List each line in the entries below that contains the string "mountain", copying the whole line; matches must have the same uppercase and lowercase letters.

· · · · · · ·

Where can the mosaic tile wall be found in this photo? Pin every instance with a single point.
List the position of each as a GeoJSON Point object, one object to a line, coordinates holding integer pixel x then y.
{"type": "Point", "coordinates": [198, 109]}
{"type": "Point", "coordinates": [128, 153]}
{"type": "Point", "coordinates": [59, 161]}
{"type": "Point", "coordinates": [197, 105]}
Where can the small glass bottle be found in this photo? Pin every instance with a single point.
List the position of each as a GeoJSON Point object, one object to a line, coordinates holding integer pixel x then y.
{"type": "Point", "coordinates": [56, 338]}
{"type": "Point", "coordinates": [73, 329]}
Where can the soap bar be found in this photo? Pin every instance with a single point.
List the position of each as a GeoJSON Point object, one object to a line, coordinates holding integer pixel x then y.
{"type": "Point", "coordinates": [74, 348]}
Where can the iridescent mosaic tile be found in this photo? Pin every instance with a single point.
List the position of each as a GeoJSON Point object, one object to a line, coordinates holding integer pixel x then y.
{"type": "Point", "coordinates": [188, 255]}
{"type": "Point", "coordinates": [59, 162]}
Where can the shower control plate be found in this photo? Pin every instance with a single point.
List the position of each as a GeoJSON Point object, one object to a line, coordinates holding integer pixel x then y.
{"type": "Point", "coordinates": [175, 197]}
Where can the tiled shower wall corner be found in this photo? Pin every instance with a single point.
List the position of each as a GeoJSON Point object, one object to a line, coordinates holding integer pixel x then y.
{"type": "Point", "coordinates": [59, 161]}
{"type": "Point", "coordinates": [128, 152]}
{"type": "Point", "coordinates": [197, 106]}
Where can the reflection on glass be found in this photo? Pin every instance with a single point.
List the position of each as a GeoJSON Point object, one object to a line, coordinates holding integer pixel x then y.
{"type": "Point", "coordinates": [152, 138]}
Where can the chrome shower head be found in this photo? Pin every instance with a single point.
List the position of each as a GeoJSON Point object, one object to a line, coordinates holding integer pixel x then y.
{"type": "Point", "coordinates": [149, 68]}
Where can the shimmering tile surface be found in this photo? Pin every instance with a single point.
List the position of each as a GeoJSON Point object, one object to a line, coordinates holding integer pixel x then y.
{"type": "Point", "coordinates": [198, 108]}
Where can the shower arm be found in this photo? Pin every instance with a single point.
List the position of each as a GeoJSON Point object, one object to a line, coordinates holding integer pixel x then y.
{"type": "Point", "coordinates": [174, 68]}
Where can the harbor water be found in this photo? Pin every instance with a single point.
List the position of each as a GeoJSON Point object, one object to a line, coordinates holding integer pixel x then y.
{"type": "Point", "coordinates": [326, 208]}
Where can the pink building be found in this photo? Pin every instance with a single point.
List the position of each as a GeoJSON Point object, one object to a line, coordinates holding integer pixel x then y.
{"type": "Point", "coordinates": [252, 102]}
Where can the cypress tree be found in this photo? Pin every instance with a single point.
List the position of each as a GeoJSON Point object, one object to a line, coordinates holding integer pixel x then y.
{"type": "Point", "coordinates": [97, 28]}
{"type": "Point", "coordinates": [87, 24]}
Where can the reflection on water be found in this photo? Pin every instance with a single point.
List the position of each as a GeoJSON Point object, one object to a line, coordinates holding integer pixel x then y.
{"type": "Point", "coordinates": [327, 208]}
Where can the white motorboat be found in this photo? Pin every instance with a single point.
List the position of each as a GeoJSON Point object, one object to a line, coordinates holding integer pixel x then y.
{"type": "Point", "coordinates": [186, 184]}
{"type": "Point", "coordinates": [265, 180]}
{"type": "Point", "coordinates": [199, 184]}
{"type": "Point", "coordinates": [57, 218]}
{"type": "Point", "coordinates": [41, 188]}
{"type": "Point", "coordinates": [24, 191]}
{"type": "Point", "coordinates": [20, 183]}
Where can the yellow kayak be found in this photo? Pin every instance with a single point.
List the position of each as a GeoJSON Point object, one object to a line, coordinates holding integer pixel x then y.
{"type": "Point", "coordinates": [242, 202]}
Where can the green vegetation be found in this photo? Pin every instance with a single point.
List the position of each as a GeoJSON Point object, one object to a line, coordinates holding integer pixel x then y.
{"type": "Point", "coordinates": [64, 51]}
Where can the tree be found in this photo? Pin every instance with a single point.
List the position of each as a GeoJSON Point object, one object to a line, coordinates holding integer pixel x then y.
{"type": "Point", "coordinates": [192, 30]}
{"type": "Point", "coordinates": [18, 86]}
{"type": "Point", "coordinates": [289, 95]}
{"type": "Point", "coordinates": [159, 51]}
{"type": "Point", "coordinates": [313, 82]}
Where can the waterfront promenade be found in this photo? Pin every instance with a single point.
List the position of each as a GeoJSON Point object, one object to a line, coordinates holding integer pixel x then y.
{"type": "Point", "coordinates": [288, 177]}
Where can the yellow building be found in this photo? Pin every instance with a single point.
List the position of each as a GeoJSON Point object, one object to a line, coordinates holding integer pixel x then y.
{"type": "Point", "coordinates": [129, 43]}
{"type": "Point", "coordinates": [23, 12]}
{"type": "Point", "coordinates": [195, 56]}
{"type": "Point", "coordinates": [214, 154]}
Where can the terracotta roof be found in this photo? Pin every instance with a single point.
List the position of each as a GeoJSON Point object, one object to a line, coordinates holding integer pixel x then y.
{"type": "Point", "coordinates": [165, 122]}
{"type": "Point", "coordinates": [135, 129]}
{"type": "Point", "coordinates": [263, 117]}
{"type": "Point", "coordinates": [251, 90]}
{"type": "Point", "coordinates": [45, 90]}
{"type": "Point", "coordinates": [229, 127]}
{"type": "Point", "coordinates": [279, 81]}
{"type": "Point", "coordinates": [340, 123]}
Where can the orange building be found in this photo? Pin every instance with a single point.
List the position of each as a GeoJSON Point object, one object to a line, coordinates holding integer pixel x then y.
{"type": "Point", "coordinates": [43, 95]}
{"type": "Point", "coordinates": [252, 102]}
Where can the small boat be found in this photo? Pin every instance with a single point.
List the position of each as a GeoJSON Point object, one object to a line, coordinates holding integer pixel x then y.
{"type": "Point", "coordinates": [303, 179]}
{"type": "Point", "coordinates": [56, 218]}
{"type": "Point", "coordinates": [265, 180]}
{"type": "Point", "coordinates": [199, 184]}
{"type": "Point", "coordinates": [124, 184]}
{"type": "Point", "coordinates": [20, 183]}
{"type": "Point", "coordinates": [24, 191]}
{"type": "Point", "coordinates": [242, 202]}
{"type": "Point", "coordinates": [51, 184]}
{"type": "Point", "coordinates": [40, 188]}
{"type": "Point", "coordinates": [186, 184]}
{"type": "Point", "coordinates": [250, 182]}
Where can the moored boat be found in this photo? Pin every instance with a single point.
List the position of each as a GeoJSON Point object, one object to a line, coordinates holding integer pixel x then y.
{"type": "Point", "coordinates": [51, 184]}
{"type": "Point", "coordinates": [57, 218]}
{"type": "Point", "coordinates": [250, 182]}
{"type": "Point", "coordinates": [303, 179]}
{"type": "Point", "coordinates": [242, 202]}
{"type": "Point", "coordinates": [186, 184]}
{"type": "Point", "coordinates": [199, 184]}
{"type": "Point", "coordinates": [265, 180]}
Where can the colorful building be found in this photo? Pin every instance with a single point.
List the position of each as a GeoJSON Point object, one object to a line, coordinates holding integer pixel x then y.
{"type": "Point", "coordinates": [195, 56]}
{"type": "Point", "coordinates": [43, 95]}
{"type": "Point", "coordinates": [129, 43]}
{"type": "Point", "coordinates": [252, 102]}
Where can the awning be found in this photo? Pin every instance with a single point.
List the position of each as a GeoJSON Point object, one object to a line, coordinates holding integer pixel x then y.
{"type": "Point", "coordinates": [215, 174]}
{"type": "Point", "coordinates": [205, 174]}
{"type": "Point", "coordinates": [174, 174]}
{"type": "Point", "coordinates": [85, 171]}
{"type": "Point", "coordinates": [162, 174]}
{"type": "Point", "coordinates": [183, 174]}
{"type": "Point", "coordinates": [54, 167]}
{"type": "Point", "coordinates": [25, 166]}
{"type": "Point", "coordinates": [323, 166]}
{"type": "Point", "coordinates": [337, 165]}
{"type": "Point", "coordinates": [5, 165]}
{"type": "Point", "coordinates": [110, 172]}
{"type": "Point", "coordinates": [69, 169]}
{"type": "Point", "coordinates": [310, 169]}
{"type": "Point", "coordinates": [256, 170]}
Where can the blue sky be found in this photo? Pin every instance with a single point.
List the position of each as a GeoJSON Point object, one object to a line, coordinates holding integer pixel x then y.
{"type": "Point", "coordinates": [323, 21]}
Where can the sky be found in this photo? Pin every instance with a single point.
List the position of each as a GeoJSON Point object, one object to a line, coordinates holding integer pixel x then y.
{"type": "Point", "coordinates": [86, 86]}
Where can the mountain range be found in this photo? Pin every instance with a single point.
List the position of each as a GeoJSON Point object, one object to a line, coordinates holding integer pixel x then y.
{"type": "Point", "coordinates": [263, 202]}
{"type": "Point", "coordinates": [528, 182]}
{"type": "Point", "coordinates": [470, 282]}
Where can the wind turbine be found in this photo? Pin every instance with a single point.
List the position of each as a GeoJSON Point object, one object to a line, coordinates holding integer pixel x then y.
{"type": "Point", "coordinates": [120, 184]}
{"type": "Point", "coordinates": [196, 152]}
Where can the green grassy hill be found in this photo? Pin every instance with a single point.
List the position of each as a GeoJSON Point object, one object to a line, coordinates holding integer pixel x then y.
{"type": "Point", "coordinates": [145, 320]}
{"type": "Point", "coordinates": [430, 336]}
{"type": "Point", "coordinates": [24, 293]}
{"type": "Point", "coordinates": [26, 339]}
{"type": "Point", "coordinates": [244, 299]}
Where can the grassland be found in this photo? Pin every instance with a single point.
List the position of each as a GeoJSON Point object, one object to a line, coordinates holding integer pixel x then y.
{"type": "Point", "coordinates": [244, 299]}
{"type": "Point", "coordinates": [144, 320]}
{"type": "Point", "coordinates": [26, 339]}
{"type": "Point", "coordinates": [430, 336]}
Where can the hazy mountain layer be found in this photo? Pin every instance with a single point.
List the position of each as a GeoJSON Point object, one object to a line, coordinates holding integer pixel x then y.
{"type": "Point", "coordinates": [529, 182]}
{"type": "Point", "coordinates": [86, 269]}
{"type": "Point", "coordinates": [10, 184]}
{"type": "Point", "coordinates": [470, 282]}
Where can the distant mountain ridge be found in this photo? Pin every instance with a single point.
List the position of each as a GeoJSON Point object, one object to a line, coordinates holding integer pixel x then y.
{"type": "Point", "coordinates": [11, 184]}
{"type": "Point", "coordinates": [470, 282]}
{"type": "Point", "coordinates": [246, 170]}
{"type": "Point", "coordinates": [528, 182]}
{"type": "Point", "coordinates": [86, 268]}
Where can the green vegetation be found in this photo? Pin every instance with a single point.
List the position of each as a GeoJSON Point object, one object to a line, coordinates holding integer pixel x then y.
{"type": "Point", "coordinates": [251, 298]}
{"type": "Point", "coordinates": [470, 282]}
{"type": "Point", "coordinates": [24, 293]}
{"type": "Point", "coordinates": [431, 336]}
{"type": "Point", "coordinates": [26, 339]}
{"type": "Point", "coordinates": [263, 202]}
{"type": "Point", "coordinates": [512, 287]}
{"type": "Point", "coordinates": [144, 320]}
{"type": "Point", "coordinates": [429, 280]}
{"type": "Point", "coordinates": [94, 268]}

· · · · · · ·

> **Task response**:
Where can the mountain range be found in this photo? Pin every instance with a single point.
Where can the hazy mountain layer be found in this photo? Pin every instance with a single point.
Where can the distant mountain ridge be found in this photo? Pin every instance with a single point.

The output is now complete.